◆ Set exercise a
Copy the records again, starting at the line that contains "grille, that would be most helpful." and ending at the end of the records. Replace "A sample showing the format only" with "Format illustration only" and leave everything else unchanged. Omit the pictures.

Top-10 details to include in the ideal transcreation brief

As businesses become more globally aware, the world of transcreation continues to blossom. To successfully reach an audience abroad, a message often needs more than just translation, it needs to be geo-adapted to the target audience while maintaining its original intent, style, tone, and context.

As the term indicates, transcreation merges the words translation and creation to better adjust copy. Audiences will experience the target text without realizing any translation ever occurred. Transcreation, of course, does contain a translation component, but the transcreator goes much beyond just the transfer of words from one language into another. 

This more complex task involves many additional considerations, and it is therefore crucial to provide a more thorough description of the expectations. So, what should go in an ideal transcreation brief? Here are a few tips to improve turn-around, save you money, and set you up for success.

  1. Concept Description: Provide a clear explanation of your idea along with the source text so the transcreator understands what you want to convey. What are the key elements of your text? What areas are of most importance? Do you have prior work for reference?
  2. Objectives: What is the desired outcome? What action is the message supposed to provoke? Is this a new project or part of an ongoing effort? 
  3. Target Audience: Who is the text for? What are their demographics? Who are you trying to reach? What is their profile and education level? Include the customer’s interests, age, their gender, what’s important to them. Be specific. Define your buyer’s persona as clearly as possible. In which countries will the text be used? Are the images and non-verbal content suitable for the target locale?

◆ Dataset
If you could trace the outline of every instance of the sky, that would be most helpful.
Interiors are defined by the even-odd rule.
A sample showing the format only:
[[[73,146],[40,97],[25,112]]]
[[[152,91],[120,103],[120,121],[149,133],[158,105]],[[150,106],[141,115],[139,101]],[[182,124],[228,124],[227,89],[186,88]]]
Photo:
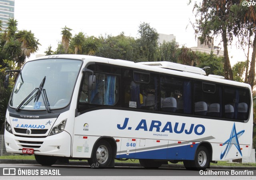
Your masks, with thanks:
[[[19,30],[31,30],[42,45],[35,55],[44,54],[50,45],[55,51],[61,40],[62,28],[71,28],[72,36],[105,34],[138,37],[139,25],[149,23],[158,33],[172,34],[180,45],[196,46],[190,20],[194,20],[188,0],[15,0],[14,18]],[[216,41],[215,45],[219,42]],[[222,49],[221,50],[223,50]],[[232,65],[244,60],[242,51],[229,49]],[[231,58],[231,57],[232,57]]]

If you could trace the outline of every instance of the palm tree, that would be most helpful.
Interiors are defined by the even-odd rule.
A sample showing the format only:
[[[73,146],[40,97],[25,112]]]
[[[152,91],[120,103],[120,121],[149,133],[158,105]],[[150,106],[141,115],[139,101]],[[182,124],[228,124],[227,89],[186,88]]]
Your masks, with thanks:
[[[26,58],[36,52],[41,44],[31,31],[18,31],[18,22],[16,20],[10,19],[7,24],[8,27],[1,36],[2,52],[7,54],[8,59],[14,60],[18,67],[20,68]]]
[[[98,43],[94,37],[90,37],[86,40],[85,48],[88,55],[94,55],[98,49]]]
[[[52,50],[52,47],[50,45],[48,46],[48,48],[46,49],[46,51],[44,51],[44,53],[46,54],[45,55],[50,55],[52,54],[54,52]]]
[[[72,41],[74,47],[75,54],[77,54],[78,53],[82,54],[83,45],[85,41],[84,33],[80,32],[78,34],[75,34],[72,39]]]
[[[18,66],[21,67],[26,61],[26,59],[38,50],[38,45],[41,45],[39,40],[35,38],[31,31],[26,30],[19,31],[15,34],[17,40],[21,43],[22,52],[18,62]]]
[[[64,47],[65,53],[66,54],[68,53],[69,42],[72,36],[72,34],[70,32],[70,31],[72,31],[72,30],[67,28],[66,26],[65,26],[65,28],[62,28],[62,29],[63,30],[61,31],[61,34],[62,35],[62,43]]]

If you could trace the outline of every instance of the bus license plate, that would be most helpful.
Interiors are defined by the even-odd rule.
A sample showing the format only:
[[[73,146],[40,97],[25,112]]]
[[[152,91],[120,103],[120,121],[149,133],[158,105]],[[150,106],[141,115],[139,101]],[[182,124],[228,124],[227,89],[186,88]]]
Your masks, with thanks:
[[[34,154],[34,149],[31,148],[22,148],[22,153],[32,154]]]

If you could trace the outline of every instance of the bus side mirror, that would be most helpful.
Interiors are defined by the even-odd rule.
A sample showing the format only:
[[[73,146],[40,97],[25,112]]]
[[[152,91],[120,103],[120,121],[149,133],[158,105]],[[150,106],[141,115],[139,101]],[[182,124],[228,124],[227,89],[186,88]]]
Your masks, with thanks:
[[[9,77],[10,77],[9,74],[7,74],[5,77],[5,79],[4,80],[4,88],[8,88],[9,85]]]
[[[96,87],[96,76],[95,75],[89,76],[88,79],[88,89],[94,89]]]

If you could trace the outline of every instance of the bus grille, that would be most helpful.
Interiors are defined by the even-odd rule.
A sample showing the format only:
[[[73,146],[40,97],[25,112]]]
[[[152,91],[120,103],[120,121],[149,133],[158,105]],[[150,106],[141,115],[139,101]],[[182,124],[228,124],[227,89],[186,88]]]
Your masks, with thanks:
[[[14,131],[16,133],[21,134],[27,134],[27,129],[21,128],[14,128]],[[31,130],[32,135],[42,135],[46,133],[48,129],[31,129]]]
[[[39,148],[43,144],[43,142],[40,141],[28,141],[25,140],[19,140],[18,143],[24,148]]]

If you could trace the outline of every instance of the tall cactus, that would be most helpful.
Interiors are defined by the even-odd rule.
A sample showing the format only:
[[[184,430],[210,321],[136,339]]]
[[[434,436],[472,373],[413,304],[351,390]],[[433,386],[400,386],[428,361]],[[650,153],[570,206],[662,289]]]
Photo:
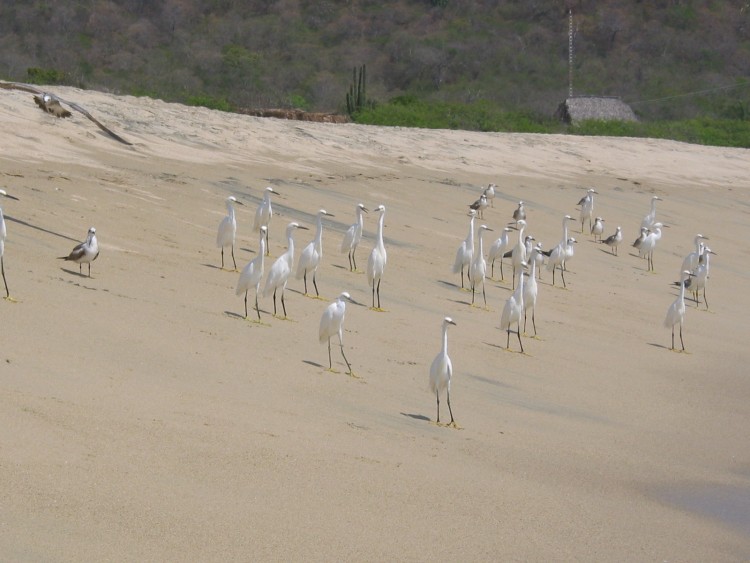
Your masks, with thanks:
[[[367,104],[367,69],[362,65],[352,70],[352,83],[346,94],[346,111],[349,115],[361,110]]]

◆ Set exercise b
Say whether each statement agrees with the transcreation passage. Answer yes or no and quote the deciding words.
(i) Transcreation merges the words translation and creation.
(ii) Transcreation has no translation component.
(iii) The objectives item asks whether the work is a new project or part of an ongoing effort.

◆ Written reply a
If you could trace the outline of every instance of the bus grille, that would be most helpful.
Interiors are defined by the even-odd rule.
Format illustration only:
[[[73,146],[40,97],[25,112]]]
[[[152,91],[120,103],[120,121],[149,133],[158,105]],[[150,106],[141,115],[139,101]],[[182,124],[228,124],[227,89],[186,88]]]
Your masks, with thanks:
[[[14,131],[16,133],[21,134],[27,134],[27,129],[21,128],[14,128]],[[31,130],[32,135],[42,135],[46,133],[48,129],[31,129]]]
[[[39,148],[43,144],[43,142],[40,141],[28,141],[25,140],[19,140],[18,143],[24,148]]]

If you could trace the outline of every instance of the tall cactus, that would be most helpful.
Interiors are defined by the even-odd rule.
Format illustration only:
[[[184,430],[210,321],[136,339]]]
[[[434,436],[472,373],[413,304],[351,390]],[[433,386],[400,386],[428,361]],[[650,153],[570,206],[662,289]]]
Photo:
Your masks, with thanks:
[[[367,104],[367,69],[362,65],[352,70],[352,83],[346,94],[346,111],[349,115],[361,110]]]

◆ Written reply b
(i) Yes: "transcreation merges the words translation and creation to better adjust copy"
(ii) No: "Transcreation, of course, does contain a translation component"
(iii) Yes: "Is this a new project or part of an ongoing effort?"